§ **Brief**
Which lines of the data below contain "shorts"? Please show them all.

[Region pointing data]

+--

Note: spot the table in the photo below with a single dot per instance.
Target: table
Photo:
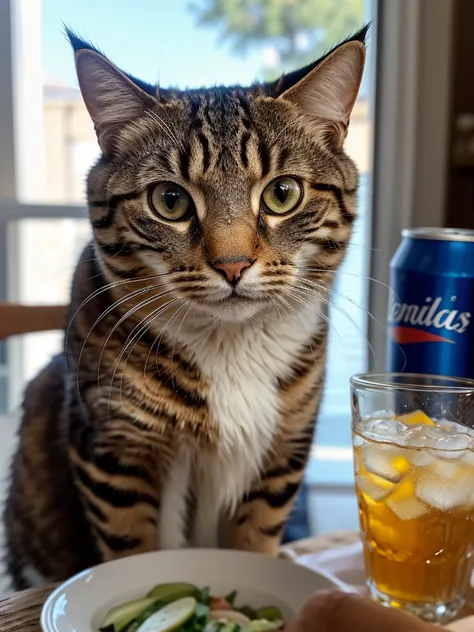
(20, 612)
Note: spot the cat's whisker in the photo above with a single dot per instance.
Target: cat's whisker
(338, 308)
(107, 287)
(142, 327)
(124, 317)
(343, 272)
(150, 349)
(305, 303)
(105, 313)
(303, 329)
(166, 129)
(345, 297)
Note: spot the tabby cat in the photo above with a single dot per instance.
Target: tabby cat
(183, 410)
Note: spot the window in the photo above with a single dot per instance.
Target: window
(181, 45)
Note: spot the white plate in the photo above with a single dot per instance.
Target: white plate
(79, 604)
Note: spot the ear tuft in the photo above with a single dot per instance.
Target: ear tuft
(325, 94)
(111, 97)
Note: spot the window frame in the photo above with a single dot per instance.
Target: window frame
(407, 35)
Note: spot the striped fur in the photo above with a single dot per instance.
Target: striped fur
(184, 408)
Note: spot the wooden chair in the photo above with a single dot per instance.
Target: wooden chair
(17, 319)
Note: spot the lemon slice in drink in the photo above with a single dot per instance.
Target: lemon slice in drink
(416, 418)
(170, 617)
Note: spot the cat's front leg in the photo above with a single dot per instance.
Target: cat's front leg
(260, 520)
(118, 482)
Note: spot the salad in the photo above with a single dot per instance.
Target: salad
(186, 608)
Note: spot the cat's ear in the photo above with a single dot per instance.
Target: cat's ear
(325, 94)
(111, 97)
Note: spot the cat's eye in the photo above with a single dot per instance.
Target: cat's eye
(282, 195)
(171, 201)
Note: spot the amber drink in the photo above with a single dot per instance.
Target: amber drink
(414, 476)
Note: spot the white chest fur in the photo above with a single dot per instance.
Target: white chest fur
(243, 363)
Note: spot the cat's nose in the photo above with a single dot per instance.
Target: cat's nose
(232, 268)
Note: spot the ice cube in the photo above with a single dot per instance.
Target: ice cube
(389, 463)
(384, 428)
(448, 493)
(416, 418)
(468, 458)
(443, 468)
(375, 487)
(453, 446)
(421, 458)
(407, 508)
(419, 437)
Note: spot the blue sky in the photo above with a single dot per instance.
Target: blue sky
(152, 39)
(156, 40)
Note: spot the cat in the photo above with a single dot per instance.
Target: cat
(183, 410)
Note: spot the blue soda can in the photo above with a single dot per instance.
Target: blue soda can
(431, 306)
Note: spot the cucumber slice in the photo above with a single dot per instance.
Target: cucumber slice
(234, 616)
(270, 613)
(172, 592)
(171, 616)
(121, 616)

+--

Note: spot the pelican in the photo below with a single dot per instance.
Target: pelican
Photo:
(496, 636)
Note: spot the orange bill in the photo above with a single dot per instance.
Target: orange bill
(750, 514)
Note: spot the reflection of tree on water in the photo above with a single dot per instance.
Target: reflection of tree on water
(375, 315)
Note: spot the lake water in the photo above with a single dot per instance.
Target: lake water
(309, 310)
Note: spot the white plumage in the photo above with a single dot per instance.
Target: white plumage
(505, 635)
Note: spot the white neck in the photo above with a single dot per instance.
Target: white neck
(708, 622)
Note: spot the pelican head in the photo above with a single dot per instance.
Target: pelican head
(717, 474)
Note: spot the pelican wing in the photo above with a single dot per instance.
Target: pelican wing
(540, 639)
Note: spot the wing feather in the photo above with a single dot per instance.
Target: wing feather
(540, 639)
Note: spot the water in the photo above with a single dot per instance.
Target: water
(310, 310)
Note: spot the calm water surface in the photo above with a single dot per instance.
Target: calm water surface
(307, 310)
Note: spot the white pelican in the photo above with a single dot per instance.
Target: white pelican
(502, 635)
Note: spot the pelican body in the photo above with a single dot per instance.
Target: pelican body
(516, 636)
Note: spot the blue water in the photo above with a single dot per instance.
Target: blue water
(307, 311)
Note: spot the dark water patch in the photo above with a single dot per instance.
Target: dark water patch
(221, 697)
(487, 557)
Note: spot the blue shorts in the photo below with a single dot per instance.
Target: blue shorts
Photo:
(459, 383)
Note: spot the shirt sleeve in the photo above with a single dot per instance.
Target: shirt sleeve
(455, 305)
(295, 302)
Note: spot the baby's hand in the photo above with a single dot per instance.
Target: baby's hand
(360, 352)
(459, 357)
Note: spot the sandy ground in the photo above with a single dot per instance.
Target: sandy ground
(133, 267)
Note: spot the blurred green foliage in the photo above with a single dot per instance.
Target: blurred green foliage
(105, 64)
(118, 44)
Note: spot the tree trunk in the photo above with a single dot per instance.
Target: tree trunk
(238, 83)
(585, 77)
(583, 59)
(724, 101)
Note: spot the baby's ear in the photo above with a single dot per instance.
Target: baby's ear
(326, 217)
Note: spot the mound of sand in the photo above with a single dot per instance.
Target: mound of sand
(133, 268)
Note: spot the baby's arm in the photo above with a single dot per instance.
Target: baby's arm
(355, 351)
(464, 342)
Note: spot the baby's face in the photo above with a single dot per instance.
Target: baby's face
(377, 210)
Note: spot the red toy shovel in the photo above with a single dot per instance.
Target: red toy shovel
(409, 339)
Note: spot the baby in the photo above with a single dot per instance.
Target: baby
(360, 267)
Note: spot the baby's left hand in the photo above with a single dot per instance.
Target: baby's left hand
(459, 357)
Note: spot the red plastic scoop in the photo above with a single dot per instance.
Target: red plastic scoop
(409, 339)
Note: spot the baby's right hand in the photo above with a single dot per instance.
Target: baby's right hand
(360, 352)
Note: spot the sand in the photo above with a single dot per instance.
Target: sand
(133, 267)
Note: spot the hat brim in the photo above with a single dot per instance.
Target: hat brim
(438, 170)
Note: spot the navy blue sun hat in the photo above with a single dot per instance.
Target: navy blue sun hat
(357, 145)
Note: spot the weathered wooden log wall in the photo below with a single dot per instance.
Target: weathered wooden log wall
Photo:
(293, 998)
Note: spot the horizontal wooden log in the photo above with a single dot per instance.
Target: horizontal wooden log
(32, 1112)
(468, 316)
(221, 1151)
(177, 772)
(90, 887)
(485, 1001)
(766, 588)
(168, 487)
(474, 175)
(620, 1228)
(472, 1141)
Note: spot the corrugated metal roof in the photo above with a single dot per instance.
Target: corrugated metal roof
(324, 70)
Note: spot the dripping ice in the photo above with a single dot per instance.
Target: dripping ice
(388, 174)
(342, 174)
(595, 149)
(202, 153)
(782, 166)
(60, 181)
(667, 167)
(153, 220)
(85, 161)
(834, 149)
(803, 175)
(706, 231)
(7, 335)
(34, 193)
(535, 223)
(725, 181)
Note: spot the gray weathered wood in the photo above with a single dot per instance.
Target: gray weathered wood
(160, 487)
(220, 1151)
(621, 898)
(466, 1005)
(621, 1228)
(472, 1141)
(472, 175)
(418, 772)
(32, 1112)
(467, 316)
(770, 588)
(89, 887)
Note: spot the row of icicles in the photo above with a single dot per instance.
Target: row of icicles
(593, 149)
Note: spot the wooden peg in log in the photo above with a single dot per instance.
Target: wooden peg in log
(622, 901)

+--

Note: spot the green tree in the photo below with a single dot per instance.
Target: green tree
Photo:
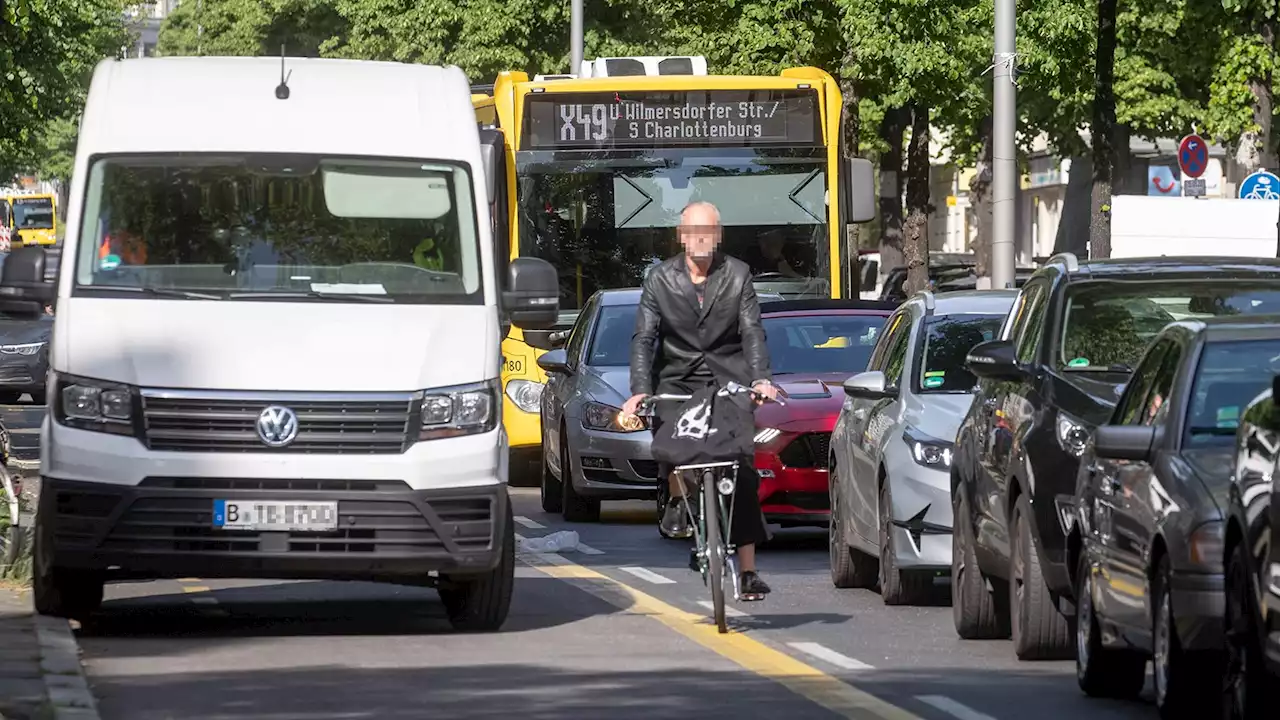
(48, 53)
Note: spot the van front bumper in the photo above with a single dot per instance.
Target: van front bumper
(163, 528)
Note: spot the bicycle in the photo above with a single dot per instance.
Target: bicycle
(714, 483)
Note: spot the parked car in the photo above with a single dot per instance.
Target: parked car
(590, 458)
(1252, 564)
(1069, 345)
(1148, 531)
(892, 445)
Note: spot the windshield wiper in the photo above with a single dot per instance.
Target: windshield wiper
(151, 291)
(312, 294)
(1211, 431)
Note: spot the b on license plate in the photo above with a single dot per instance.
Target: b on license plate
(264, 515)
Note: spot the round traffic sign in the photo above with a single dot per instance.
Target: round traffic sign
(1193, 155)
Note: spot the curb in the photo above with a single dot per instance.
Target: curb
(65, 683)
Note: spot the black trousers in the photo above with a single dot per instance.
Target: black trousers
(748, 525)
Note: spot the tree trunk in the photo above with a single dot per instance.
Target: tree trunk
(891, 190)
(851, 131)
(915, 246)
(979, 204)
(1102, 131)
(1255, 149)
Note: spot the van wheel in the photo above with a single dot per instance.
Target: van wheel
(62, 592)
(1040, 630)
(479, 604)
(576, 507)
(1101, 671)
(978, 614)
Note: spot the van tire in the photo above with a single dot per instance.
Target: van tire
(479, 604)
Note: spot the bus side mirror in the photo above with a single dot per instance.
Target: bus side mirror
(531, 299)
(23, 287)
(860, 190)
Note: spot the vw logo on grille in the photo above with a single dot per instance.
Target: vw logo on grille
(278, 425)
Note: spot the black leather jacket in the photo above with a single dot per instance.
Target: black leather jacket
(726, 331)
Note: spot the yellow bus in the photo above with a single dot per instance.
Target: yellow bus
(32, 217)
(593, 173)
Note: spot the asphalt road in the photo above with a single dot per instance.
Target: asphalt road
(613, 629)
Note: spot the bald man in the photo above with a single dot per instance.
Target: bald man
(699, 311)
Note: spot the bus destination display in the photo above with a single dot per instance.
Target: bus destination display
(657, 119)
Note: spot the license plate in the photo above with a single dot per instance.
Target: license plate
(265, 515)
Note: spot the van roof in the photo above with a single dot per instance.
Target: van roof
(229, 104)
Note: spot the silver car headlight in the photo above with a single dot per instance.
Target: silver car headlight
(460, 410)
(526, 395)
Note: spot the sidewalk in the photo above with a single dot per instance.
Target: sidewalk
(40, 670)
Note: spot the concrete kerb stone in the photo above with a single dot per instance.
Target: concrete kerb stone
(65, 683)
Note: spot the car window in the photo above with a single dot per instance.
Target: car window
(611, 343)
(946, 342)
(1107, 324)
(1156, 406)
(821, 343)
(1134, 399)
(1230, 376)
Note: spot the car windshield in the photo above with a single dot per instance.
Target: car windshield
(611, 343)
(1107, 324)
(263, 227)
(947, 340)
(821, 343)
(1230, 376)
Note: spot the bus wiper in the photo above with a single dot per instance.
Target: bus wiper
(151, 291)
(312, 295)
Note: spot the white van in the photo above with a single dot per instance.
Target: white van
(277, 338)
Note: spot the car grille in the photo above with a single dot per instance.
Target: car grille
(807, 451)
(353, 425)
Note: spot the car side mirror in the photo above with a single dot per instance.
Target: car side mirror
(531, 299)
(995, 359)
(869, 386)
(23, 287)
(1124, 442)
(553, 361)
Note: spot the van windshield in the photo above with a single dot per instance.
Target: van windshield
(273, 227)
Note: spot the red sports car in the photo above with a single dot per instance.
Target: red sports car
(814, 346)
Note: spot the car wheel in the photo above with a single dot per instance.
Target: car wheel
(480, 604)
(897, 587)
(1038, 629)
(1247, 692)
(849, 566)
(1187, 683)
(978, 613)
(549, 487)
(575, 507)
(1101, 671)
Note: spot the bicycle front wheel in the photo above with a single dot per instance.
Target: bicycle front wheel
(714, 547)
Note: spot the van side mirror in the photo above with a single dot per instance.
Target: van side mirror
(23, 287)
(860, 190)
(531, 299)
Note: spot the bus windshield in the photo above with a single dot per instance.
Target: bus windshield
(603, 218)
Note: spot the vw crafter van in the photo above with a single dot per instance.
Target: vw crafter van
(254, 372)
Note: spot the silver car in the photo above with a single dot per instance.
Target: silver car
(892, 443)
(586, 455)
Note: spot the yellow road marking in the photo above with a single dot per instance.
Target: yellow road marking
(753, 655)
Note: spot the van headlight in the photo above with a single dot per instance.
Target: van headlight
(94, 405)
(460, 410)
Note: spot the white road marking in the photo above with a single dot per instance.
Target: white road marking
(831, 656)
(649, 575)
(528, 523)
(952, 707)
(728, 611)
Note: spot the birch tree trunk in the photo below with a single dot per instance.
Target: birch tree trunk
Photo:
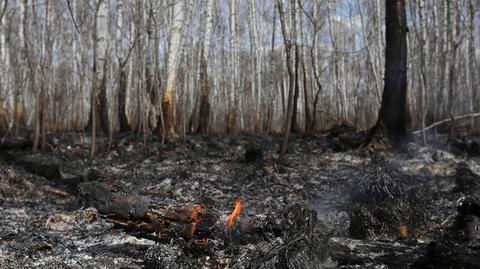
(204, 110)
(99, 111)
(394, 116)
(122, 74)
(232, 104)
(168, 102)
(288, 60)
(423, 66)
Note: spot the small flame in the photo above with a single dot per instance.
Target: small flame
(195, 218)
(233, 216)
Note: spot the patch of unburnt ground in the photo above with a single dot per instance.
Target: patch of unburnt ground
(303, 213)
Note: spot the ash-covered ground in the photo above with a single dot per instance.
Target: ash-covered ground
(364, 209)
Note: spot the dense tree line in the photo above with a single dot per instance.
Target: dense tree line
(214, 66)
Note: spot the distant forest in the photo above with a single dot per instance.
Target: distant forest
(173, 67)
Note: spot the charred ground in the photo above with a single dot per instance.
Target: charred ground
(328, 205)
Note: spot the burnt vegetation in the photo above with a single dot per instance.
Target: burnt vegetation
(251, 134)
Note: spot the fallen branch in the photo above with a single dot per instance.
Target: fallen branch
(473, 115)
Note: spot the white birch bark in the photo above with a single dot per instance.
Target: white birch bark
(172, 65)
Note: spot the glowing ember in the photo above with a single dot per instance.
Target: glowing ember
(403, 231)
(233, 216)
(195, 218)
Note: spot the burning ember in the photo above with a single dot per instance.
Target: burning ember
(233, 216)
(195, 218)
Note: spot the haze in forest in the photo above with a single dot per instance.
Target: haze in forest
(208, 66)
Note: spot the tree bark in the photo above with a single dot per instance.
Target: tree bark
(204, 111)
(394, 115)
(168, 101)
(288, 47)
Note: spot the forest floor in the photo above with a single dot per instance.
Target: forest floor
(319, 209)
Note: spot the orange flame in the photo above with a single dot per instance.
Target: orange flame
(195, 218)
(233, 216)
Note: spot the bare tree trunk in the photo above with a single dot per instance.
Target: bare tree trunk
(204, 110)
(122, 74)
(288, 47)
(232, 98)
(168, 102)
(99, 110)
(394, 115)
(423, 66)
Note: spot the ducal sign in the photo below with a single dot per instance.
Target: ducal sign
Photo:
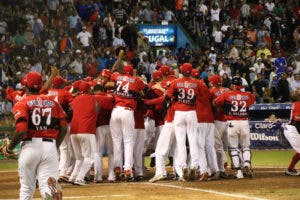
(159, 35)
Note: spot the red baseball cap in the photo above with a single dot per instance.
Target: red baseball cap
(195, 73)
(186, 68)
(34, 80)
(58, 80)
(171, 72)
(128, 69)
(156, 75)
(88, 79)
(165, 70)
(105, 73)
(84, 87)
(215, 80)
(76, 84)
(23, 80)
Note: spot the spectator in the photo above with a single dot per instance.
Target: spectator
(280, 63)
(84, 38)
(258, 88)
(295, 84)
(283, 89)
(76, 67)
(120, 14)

+--

§ **Finished exercise**
Note: spot the blue shorts in the photo below with a single dot per instance.
Target: blue shorts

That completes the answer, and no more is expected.